Text:
Dozens of Documentaries Are Now Paying for Spots in Oscars Best Picture Screening Room

Nonfiction films have their own free screening area, but they also make up 25% of the Academy’s paid online area devoted to best-pic hopefuls

Fireball The Way I See It Giving Voice
Left to right: 'Fireball: Visitors From Darker Worlds' (Apple TV+); 'The Way I See It' (Focus); 'Giving Voice' (Netflix)

If you were to look at the members-only screening room where films in contention for the Academy Award for Best Picture stream for voters, you might think that documentaries are going to do very well in the Oscars top category this year.

As of Dec. 7, there were 104 films in the Academy Screening Room for the Best Picture category, 26 of which were documentaries. That’s a full 25% of the field, which seems to suggest that nonfiction filmmakers and the companies that release them are optimistic that Oscar voters will recognize docs when they vote this year. After all, it costs $12,500 to put a film in that screening room — and all 26 docs that paid the cost to be there are also in the separate screening room available to the Academy’s Documentary Branch. Spots in that screening room are free for any film that qualifies in the Best Documentary Feature category.

Common sense, then, would suggest that there’s no need to pay $12.5K to be in the Best Picture area if you’re only really a contender in the documentary category. But in the 92-year history of the Oscars, no documentary has ever been nominated for Best Picture.

Prompt 1: Reproduce word for word the passage of the article on documentaries in the Best Picture screening room that begins with the words containing "If you were" and ends with "category this year.".
Prompt 2: Quote the rows verbatim, starting with the first row and ending with the line that contains "[355,185,469,352]", with both ends included.
The article and the rows come from separate, unrelated sources.

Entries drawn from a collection

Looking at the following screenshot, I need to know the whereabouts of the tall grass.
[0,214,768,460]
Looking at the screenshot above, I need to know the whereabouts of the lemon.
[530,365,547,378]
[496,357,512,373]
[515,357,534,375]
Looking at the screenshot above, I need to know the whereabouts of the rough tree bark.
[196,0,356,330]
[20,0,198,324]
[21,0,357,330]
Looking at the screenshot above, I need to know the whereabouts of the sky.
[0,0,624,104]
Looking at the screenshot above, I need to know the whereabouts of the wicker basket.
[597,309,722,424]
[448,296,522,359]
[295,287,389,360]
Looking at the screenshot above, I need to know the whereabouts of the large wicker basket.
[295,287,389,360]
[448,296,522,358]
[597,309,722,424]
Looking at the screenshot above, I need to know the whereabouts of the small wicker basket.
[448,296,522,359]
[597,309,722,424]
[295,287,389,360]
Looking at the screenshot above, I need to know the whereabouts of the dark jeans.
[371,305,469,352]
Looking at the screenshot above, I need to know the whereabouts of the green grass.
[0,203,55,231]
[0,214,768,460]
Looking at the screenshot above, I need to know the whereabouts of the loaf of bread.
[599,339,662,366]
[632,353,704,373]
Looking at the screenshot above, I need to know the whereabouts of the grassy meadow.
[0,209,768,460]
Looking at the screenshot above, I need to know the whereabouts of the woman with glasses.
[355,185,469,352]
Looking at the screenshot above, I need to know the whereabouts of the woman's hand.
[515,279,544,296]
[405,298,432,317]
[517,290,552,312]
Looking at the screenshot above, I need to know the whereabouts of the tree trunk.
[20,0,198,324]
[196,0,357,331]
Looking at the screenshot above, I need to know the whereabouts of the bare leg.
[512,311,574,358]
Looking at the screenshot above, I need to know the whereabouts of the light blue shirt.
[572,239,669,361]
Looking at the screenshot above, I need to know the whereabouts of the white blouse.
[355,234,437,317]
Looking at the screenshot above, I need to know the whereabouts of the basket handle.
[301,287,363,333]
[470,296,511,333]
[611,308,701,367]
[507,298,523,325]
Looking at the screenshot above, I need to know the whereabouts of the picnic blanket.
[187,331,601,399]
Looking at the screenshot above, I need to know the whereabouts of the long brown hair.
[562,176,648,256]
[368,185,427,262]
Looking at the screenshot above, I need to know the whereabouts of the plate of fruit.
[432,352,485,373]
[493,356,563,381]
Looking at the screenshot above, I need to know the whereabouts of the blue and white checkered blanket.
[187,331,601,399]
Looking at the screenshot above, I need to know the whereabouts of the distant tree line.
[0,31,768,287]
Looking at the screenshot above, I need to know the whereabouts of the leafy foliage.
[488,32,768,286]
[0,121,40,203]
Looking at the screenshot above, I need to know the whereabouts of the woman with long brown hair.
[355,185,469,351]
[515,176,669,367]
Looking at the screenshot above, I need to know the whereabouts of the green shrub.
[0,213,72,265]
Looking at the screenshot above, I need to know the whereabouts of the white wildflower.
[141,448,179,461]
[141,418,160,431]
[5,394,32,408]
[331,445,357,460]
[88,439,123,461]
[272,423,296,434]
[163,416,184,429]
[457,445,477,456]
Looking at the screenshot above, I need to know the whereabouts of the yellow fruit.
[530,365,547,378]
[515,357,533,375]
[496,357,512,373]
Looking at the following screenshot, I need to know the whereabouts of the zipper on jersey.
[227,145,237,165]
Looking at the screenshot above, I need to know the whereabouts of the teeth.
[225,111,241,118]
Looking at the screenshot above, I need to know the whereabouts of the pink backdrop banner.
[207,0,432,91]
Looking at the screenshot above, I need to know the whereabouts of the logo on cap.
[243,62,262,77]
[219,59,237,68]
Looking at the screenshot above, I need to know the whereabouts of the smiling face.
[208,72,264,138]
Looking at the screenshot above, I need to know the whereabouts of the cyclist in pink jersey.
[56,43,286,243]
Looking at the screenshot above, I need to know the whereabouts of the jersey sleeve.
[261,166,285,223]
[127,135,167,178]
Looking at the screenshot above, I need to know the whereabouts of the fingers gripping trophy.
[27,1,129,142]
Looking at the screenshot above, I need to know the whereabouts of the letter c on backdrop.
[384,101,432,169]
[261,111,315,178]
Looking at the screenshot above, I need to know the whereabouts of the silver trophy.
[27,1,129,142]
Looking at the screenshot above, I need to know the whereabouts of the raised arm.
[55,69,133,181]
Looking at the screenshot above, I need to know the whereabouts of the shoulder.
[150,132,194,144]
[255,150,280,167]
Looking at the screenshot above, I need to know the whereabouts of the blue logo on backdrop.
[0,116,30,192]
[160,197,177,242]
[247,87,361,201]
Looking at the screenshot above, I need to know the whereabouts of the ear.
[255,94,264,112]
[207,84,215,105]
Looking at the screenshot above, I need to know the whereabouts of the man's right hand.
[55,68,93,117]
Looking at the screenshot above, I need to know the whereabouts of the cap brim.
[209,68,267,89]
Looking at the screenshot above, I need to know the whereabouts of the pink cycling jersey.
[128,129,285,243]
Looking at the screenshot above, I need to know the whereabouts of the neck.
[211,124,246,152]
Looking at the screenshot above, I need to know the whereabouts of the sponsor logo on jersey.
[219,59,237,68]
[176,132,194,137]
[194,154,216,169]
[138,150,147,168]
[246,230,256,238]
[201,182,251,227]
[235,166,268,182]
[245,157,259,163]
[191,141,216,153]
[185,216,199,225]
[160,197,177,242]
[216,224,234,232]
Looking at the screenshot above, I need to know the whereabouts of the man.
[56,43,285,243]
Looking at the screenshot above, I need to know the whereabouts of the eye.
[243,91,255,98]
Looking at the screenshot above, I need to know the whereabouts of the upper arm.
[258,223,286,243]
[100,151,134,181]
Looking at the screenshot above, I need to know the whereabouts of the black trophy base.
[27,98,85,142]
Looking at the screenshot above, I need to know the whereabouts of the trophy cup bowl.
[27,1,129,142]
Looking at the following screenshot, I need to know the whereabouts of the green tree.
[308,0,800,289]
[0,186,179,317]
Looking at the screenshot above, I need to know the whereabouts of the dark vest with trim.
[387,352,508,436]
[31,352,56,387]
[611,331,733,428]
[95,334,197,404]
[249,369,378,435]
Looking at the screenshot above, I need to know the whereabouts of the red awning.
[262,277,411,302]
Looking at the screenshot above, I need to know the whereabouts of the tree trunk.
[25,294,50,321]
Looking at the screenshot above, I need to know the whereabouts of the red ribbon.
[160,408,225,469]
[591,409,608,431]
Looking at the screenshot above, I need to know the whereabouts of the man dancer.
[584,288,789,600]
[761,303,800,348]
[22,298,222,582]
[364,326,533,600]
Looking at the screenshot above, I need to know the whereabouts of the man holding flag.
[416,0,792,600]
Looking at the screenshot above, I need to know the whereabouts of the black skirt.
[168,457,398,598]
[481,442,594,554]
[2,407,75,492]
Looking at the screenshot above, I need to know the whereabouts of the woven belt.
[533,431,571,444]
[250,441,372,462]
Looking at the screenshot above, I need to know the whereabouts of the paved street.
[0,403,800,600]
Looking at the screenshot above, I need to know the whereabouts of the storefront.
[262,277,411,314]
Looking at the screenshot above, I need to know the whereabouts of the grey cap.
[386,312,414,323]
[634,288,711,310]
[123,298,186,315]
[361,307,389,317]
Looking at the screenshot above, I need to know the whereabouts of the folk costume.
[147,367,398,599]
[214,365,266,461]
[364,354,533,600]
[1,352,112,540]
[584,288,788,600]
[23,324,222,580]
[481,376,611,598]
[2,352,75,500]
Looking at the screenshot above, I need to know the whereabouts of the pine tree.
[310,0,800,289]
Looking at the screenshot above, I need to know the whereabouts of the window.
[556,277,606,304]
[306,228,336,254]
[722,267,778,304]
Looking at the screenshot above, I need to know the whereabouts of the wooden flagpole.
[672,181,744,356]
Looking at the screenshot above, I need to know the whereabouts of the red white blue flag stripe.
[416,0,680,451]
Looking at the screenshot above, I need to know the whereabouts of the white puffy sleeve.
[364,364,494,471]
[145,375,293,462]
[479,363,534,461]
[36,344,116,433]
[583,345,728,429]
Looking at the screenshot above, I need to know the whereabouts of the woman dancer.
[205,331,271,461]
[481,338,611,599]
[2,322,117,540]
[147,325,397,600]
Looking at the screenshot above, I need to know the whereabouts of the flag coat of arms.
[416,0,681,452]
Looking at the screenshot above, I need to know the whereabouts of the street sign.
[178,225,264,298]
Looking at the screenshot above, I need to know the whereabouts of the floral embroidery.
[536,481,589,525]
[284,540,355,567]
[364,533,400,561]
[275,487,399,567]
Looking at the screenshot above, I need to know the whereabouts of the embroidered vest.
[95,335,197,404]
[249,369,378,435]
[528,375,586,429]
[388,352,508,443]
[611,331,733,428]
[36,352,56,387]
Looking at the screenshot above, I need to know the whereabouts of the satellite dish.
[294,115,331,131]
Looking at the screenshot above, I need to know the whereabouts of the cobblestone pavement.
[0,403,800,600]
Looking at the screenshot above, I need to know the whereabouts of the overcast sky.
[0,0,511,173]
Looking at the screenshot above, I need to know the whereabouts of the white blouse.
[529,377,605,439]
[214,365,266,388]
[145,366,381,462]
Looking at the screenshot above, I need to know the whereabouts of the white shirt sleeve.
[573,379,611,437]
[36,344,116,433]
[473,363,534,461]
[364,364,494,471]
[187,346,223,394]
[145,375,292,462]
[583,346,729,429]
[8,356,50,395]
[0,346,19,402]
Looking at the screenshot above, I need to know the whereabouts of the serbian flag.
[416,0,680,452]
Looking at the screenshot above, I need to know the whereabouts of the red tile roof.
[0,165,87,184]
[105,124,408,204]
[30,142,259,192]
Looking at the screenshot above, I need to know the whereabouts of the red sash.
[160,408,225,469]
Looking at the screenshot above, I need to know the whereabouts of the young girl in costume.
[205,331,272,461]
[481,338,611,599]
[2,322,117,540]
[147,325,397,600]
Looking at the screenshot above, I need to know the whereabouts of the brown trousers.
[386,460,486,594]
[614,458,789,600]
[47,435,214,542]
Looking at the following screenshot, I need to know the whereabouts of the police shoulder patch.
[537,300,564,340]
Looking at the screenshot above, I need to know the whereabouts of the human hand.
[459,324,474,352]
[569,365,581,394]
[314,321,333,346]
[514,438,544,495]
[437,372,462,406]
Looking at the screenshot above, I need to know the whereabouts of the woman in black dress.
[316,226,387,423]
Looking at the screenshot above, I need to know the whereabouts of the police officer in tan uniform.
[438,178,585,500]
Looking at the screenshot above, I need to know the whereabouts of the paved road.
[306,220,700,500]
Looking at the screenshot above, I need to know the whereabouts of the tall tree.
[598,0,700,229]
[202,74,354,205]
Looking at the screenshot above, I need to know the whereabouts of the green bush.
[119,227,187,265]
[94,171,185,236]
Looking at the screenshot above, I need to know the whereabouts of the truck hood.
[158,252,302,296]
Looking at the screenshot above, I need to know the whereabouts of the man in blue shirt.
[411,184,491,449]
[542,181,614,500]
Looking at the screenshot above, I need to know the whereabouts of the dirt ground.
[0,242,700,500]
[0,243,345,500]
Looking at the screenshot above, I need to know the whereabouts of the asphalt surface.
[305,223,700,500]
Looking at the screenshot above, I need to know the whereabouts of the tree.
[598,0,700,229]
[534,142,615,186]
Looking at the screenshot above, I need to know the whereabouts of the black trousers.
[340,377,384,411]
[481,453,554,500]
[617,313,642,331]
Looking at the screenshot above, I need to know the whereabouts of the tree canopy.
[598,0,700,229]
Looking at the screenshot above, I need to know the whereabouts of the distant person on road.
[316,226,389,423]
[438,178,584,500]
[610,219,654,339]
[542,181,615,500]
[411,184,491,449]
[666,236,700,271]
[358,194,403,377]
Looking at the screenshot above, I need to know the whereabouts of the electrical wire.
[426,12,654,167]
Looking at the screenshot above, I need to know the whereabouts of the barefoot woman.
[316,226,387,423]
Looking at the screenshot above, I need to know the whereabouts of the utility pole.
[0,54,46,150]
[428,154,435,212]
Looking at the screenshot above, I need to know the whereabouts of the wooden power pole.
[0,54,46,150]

Finished answer 1:
If you were to look at the members-only screening room where films in contention for the Academy Award for Best Picture stream for voters, you might think that documentaries are going to do very well in the Oscars top category this year.

Finished answer 2:
Looking at the following screenshot, I need to know the whereabouts of the tall grass.
[0,214,768,460]
Looking at the screenshot above, I need to know the whereabouts of the lemon.
[530,365,547,378]
[496,357,512,373]
[515,357,534,375]
Looking at the screenshot above, I need to know the whereabouts of the rough tree bark.
[196,0,356,330]
[20,0,198,324]
[21,0,357,330]
Looking at the screenshot above, I need to know the whereabouts of the sky.
[0,0,624,104]
Looking at the screenshot above, I need to know the whereabouts of the wicker basket.
[597,309,722,424]
[448,296,522,359]
[295,287,389,360]
Looking at the screenshot above, I need to know the whereabouts of the large wicker basket.
[295,287,389,360]
[448,296,522,358]
[597,309,722,424]
Looking at the screenshot above, I need to know the whereabouts of the small wicker basket.
[448,296,522,359]
[597,309,722,424]
[295,287,389,360]
Looking at the screenshot above, I need to know the whereabouts of the dark jeans.
[371,305,469,352]
Looking at the screenshot above, I need to know the whereabouts of the green grass.
[0,203,55,231]
[0,214,768,460]
Looking at the screenshot above, I need to know the whereabouts of the loaf of bread.
[599,339,662,366]
[632,353,704,373]
Looking at the screenshot above, I need to know the whereabouts of the grassy meadow.
[0,209,768,460]
Looking at the screenshot above, I need to know the whereabouts of the woman with glasses.
[355,185,469,352]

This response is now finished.